▶ _PASSAGE SHOWN_
View Single Post
 
Old Feb 03, 2024, 11:50 PM
stargalaxy stargalaxy is offline
Junior Member
 
Member Since: Feb 2024
Location: India
Posts: 10
He seemed down, and we ended up sharing a lot.
So I just sat and after listening, I spoke about the whole boundaries thing.
I said I’m getting triggered and even he said we’ll slow down.
He was pretty stressed about the situation at home so he wasn’t really able to focus but he somehow did
So we didn’t really decide on what’s okay and what’s not in physical contact yet, but I said we’ll get to know each other for three more months, that’s when our weaknesses will come through, so we can work on it. He was also crying about his family problems, so I realized it’s too early to commit
I read about the five love languages. Quality time, gifts, words, touch and helping others. Made me think about what I don't give myself, and why I wanted those hugs and cuddles so badly. It could be because I did not take care of myself, not eating well, not exercising well, dissociating.
I really like him, but also didn't wanna date him, because we got attached too quickly. I could see our attachment style was anxious. Fearful of the other leaving. We wanted a closer bond but it was too soon. Not only that, cultural and religious differences would complicate things. His mother has the power to make him feel guilty. He knows and he's working on it. Even I feel uncomfortable to show him affection in public, almost as if we didn't want anyone to know. Yesterday he was fidgeting so I held his hand, and then his eyes started welling up. He told me he doesn't know what to do in life, he has to make money or live alone, he doesn't have the resources to move out and even at home it's so hard. His father doesn't talk to him much and his mother is very anxious and angry about everything. This has led to an anxious attachment style in him.
I’m not sure why we got so close. I asked him, "You care about me a lot, don't you? I care about you too." But why? Why do we care about each other so much and so soon? I cried so much that I can’t be with him,
I felt a great loss, because I set boundaries with him, I said no touching, only talking and I’ll maintain distance. I’ll sit afar, I’ll walk afar, I won’t cry. He had said he has problems with boundaries, he feels like he goes too far and then loses it all. Gets too close, then gets abandoned, like his mother did. I reassured him saying I am capable of maintaining friendships for a long time. The only thing to work through now was the intimacy level. In terms of physical we are on no-go. Now we gotta see emotional boundaries.
I kept getting cringed thinking about how we cuddled. It felt wrong.
I’m sad and guilty about how I behaved, I hugged him and craved it. I know as a human being we crave such stuff. Then I read something online which triggered my panic attack. It was not to mix with those who don't follow god. It spoke about soul ties and how it is wrong. This made me very very guilty. Of course, I know god will forgive me, I can easily break the tie, because even cuddling releases oxytocin and attaches us to others. Now I can't attach in this way to him, especially considering we can't date. I read, in order to break a soul tie, we need to cut them off. This would hurt both of us. And reading this led to me feeling suicidal.

▶ _WHAT IS REQUIRED_
According to the forum post, why does the writer propose that they get to know each other for three more months? Answer in one to three sentences.

▶ _DATA FOR ANALYSIS_
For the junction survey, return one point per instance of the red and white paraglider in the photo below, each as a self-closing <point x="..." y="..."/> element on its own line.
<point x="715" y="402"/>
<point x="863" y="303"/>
--
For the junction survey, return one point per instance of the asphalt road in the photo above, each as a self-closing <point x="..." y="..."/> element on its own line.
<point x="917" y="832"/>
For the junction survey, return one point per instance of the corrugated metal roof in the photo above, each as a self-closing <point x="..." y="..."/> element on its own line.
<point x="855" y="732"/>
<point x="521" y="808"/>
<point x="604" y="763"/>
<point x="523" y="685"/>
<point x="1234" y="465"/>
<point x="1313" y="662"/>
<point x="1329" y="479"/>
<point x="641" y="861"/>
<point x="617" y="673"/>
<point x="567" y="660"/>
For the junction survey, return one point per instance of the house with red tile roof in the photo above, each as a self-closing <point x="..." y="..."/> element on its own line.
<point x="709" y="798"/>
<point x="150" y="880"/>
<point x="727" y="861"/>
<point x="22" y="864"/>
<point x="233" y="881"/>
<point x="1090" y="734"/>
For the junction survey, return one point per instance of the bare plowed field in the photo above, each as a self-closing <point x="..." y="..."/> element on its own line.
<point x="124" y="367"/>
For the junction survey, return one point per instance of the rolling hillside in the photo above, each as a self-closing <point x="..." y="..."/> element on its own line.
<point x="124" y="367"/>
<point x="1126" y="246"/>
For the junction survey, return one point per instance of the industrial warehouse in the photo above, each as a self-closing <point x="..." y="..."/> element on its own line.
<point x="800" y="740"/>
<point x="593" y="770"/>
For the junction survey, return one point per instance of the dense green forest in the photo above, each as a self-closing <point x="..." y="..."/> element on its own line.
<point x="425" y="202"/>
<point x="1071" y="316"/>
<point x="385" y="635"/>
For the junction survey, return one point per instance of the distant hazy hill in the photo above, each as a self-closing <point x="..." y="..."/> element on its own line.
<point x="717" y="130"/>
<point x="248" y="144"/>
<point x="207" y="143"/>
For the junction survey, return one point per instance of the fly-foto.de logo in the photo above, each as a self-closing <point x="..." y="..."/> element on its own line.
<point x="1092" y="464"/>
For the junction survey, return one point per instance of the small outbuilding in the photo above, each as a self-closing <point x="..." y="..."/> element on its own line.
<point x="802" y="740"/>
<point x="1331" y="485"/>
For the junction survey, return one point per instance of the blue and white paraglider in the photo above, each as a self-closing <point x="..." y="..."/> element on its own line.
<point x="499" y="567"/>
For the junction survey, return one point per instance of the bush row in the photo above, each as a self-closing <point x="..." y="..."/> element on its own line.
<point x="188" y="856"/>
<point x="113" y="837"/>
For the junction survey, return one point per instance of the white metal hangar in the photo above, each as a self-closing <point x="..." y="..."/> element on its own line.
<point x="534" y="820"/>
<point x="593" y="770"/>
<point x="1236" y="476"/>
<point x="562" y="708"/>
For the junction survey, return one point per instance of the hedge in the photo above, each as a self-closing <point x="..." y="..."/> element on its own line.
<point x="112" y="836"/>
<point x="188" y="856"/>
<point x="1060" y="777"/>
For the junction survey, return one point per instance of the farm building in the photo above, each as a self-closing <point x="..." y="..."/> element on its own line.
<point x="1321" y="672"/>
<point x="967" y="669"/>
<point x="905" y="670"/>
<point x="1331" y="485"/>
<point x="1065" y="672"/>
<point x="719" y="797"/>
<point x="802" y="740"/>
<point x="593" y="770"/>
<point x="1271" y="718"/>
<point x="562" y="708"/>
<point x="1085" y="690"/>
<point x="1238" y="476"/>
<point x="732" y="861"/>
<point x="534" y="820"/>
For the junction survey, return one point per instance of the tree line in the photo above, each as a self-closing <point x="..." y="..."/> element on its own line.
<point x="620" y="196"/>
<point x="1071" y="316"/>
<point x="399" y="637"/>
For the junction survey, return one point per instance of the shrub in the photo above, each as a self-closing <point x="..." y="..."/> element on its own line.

▶ _PROBLEM SOLUTION_
The writer expects their weaknesses to come through over those three months, so they can then work on them.